● ARTIKEL

Auf dieser Seite sollen kurz einige verkehrspolitischen Fragestellungen und Erörterungen bezüglich dem Thema  Schiene oder Strasse (Personennahverkehr), auch im Hinblick auf die hier beschriebenen Strecken angeschnitten werden. Dabei sollen typische Erörterungen wiedergegeben werden, wie sie sich im Bezug auf verkehrspolitische Diskussionen immer wieder stellen, und schliesslich eine Empfehlung abgegeben werden.
 
Anmerkung: Während sich die beschreibenden Texte der anderen Seiten auf Tatsachenberichte und zahlreiche Quellen stützen, werden im folgenden die Meinung und Einschätzungen des Autors wiedergegeben.

Nehmen wir als Beispiel die Wehratalbahn. Auch hier bleibt wie anderenorts die Frage, ob die Entscheidung zur Einstellung des Betriebs und dem teilweisen Abbau der Schienen gerechtfertigt war.

Entscheidung zur Betriebseinstellung von Eisenbahnstrecken

Die Betriebseinstellung war es sicher, denn spätestens seit Ende des Zweiten Weltkrieges dürfte diese Strecke meistens in die roten Zahlen gefahren sein. Allerdings soll nicht verschwiegen werden, dass die starken Nachfragerückgänge im Personenverkehr bei den Nebenbahnen der DB nicht einzig und allein der massiven Zunahme der Individualmotorisierung zuzuschreiben sind - wenn auch wohl zum grössten Teil. Nichtsdestotrotz sollte man sich auch bei jeder einstellungsbedrohten Strecke fragen, wie es um die Angebotsattraktivität aus Kundensicht steht oder kurz vor dem Ende war. Denn gerade die DB konkurrenzierte das Bahnangebot teilweise direkt, indem im parallel laufenden Busersatzverkehr oftmals attraktivere Fahrzeuge und bessere Pläne bedient wurden, und insbesondere Bahn- und Busfahrpläne nicht besonders aufeinander abstimmt wurden. Dabei soll nicht verschwiegen werden, dass die Bahn in vielen Fällen tatsächlich der schlechtere Feinverteiler ist. Der Bus kann auch in kleinen Ortschaften mehrere Haltestellen anfahren und rückt somit näher zum potentiellen Kunden. Allerdings hätte die Eisenbahn in manchen Fällen unter vertretbarem Aufwand die Möglichkeit, weitere Haltestellen in ihre Strecken einzufügen. Denn seit der Jahrzehnte zurückliegenden Eröffnung der Eisenbahnstrecke haben sich in manchen Ortschaften oft neue Siedlungen abseits der alten Bahnhöfe entwickelt. In diesem Zusammenhang zeigen Privatbahnen (NE-Bahnen) oftmals ein wesentlich flexibleres und näher am Kunden ausgelegtes Agieren als die DB AG.

● AUFGABENSTELLUNG
Prüfen Sie, ob die Aussagen 1. bis 3. mit dem Artikel übereinstimmen, und belegen Sie jedes Ja oder Nein mit der entscheidenden Stelle als wörtlichem Zitat.
1. Die Ausführungen auf dieser Seite stützen sich auf Tatsachenberichte und zahlreiche Quellen.
2. Der Bus kann auch in kleinen Ortschaften mehrere Haltestellen anfahren.
3. Die Nachfragerückgänge im Personenverkehr bei den Nebenbahnen der DB sind einzig und allein der Zunahme der Individualmotorisierung zuzuschreiben.

Einträge mit Verweisen auf beschriftete Objekte
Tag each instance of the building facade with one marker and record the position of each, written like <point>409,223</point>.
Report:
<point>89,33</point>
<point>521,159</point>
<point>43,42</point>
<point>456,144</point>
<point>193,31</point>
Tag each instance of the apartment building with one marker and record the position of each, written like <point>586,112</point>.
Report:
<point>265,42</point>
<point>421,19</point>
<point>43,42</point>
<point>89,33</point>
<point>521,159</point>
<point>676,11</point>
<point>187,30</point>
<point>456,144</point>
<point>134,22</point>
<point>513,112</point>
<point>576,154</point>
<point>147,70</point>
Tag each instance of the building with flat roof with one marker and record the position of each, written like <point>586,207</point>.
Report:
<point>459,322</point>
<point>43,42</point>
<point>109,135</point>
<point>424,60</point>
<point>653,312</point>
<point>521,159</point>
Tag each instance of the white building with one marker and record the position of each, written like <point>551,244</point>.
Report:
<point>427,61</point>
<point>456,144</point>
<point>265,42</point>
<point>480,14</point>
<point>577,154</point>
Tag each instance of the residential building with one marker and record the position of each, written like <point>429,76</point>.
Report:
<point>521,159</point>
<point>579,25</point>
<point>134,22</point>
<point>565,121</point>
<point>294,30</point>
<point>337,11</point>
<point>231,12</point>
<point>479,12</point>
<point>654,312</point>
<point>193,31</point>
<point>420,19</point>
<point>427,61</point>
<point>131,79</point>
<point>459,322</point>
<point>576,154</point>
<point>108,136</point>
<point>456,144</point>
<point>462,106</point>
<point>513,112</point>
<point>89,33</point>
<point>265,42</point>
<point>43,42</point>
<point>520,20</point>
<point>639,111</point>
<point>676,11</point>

● SCHRIFTLICHE LÖSUNG
1. Nein: „werden im folgenden die Meinung und Einschätzungen des Autors wiedergegeben"
2. Ja: „Der Bus kann auch in kleinen Ortschaften mehrere Haltestellen anfahren"
3. Nein: „nicht einzig und allein der massiven Zunahme der Individualmotorisierung zuzuschreiben sind"